WHAT NEEDS TO BE DONE - What you return should match every record exactly, with the images removed.

Source records:
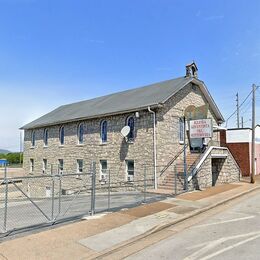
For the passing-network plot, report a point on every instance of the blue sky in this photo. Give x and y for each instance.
(57, 52)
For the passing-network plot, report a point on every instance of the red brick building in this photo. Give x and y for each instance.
(239, 142)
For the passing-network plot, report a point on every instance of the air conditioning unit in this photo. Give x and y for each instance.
(130, 178)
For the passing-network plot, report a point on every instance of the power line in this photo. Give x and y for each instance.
(239, 106)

ANSWER TO THE PROBLEM -
For the passing-network plot, report a point on every instance of the blue sky in this photo. Give x and y for each instance.
(57, 52)
For the passing-network plot, report a point on every instance of the red brick building in this photo. Give x and y for each instance.
(239, 142)
For the passing-network plot, report a point on every instance of the air conditioning unit in this photo. Give x and y for each instance.
(130, 178)
For the passing-network plot, report a point on every instance of the power line in this photo. Give x and y for each instance.
(239, 106)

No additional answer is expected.